___ RECORDS PROVIDED ___

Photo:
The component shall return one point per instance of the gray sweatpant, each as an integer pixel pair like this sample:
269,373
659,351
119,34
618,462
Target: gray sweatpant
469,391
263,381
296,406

___

Quote the data above word for word, keeping each line in its original order and form.

▶ _RESULT_
Photo:
The component shall return one point per instance of the gray sweatpant, each as an integer pixel pair like this sample:
269,373
659,351
119,34
618,462
Target: gray sweatpant
469,391
263,381
296,406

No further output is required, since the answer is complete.